* _What you need to do_: Show each line of the records below that contains the word "trees". Copy every such line in full.

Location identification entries
-------------------------

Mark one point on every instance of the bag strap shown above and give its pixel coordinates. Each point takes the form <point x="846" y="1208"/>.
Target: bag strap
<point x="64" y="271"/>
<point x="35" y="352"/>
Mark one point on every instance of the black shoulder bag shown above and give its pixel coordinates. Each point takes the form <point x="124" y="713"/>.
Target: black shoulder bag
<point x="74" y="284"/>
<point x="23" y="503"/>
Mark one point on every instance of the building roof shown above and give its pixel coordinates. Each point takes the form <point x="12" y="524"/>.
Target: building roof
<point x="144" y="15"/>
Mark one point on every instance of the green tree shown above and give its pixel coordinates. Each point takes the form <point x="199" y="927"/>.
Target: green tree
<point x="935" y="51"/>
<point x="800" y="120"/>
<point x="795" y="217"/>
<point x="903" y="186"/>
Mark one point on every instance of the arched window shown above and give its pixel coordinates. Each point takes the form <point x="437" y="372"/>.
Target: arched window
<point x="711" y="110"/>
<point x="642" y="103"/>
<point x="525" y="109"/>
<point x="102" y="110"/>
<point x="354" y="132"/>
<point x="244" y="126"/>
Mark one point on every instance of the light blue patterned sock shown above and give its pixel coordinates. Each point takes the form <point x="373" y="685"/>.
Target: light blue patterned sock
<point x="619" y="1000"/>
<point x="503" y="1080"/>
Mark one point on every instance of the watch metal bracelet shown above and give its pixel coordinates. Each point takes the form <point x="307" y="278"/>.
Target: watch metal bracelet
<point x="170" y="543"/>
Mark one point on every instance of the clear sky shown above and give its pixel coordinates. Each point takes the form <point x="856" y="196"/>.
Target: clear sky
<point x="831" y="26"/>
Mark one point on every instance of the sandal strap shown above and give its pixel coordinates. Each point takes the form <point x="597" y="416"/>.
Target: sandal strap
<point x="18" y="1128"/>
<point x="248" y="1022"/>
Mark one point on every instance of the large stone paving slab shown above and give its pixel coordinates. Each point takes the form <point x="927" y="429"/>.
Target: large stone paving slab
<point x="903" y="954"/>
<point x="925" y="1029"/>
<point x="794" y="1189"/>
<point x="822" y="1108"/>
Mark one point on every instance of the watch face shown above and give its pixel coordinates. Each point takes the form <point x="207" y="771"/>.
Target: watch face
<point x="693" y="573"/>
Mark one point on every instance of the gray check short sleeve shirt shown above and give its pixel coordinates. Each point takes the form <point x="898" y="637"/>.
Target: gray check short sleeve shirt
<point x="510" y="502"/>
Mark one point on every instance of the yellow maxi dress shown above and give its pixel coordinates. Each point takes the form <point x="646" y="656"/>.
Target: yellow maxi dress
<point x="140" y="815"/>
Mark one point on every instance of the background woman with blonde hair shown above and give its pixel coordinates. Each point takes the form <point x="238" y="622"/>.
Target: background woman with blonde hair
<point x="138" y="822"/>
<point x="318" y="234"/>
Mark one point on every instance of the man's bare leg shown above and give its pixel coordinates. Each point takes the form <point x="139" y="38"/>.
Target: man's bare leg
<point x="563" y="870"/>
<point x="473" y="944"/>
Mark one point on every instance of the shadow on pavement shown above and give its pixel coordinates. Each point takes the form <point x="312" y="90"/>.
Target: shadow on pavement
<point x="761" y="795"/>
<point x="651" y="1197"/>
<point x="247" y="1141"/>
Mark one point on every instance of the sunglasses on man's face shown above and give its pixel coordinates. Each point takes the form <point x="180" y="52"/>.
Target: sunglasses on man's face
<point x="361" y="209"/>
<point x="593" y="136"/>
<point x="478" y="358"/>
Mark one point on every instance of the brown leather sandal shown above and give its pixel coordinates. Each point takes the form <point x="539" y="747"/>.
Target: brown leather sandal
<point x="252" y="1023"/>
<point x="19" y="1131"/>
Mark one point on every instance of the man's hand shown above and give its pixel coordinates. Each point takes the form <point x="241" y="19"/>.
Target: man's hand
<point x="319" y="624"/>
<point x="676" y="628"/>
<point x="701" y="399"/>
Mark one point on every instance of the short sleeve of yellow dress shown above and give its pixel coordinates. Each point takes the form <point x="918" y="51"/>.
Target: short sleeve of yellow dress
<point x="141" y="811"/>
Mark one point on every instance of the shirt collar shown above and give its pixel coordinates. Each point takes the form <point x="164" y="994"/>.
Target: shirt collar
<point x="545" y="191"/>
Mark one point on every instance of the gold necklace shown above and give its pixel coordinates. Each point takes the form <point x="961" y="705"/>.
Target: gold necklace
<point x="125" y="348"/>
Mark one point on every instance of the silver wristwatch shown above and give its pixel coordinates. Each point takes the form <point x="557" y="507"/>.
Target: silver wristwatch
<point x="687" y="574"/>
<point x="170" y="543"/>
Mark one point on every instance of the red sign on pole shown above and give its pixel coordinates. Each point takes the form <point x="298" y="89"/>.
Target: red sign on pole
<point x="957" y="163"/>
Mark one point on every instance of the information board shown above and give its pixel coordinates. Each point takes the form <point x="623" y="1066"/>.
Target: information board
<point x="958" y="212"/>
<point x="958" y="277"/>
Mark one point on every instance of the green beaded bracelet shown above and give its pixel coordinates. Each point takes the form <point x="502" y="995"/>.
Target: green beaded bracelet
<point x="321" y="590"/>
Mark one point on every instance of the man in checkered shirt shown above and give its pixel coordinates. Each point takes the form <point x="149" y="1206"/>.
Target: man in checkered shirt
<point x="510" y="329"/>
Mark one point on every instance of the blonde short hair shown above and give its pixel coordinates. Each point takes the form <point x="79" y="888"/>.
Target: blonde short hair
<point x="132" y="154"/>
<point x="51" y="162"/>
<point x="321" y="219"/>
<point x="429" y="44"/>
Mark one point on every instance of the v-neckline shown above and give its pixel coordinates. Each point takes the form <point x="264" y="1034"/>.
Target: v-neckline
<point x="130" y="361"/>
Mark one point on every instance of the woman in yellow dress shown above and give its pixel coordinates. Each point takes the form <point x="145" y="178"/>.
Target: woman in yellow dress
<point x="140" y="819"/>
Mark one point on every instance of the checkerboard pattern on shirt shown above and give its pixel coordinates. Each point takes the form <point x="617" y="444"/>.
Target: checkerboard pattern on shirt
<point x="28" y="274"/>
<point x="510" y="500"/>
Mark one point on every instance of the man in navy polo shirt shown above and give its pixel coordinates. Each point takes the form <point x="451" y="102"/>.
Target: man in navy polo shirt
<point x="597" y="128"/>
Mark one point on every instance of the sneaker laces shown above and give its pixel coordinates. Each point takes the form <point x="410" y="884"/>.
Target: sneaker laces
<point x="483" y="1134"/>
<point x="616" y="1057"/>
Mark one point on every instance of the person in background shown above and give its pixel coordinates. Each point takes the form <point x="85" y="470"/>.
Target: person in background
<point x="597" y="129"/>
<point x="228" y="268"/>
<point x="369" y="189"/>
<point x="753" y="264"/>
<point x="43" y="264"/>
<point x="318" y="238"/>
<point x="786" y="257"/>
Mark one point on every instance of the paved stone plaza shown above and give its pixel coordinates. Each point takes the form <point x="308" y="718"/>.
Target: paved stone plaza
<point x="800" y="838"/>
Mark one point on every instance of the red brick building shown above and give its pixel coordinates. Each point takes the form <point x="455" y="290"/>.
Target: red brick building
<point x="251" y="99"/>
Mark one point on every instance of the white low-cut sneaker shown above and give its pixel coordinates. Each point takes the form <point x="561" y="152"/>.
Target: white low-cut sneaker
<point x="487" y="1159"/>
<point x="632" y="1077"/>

-------------------------

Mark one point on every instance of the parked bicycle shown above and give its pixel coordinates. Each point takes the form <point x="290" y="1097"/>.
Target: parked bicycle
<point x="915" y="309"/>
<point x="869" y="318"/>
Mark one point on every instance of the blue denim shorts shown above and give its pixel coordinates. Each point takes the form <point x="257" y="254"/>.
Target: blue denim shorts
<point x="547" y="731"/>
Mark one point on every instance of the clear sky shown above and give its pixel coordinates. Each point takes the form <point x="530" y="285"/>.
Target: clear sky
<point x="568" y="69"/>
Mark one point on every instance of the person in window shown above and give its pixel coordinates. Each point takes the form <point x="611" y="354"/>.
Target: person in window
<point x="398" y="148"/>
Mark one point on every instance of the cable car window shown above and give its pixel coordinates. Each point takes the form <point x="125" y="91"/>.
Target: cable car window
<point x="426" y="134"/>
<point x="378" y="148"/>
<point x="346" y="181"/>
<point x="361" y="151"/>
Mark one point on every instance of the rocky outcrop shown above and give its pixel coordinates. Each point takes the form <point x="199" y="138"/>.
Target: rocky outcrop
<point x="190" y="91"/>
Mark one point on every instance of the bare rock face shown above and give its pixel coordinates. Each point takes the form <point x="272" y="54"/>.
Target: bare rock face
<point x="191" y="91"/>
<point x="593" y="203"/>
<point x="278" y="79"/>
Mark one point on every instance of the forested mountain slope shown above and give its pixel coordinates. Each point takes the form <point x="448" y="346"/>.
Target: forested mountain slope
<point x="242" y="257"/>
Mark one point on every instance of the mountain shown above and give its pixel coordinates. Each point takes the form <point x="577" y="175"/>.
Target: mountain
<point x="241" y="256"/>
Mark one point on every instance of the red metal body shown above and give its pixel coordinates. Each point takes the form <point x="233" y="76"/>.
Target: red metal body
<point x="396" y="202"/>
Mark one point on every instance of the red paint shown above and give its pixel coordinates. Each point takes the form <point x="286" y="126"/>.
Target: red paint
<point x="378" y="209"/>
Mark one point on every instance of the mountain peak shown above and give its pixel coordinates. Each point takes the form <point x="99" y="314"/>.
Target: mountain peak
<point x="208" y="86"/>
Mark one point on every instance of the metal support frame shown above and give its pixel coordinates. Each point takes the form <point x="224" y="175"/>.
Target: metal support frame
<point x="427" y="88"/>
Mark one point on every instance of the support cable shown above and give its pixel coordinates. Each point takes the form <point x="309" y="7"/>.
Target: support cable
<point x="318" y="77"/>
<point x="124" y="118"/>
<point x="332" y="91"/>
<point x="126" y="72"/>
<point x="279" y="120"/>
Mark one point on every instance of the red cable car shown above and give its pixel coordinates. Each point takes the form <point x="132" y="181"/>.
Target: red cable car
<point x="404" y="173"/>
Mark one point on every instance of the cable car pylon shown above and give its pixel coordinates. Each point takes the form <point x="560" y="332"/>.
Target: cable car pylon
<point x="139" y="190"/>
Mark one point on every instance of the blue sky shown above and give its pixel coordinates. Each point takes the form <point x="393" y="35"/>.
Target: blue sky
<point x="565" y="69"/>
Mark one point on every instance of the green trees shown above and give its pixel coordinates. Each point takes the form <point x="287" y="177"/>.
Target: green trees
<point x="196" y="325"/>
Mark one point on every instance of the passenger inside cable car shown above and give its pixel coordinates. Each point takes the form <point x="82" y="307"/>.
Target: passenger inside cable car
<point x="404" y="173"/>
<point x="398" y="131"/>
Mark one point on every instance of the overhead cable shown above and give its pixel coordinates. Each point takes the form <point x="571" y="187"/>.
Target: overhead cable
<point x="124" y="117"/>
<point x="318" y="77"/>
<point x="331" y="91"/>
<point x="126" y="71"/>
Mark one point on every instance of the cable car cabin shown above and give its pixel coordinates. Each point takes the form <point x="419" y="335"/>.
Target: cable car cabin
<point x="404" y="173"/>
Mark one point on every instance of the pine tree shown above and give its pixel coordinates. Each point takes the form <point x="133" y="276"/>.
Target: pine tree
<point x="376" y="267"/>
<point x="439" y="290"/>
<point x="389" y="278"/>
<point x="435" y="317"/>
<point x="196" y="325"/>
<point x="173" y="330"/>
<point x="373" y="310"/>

-------------------------

* _Answer_:
Mark one point on every instance of the green trees shown above and give its pixel coordinates. Each point takes the form <point x="287" y="177"/>.
Target: green trees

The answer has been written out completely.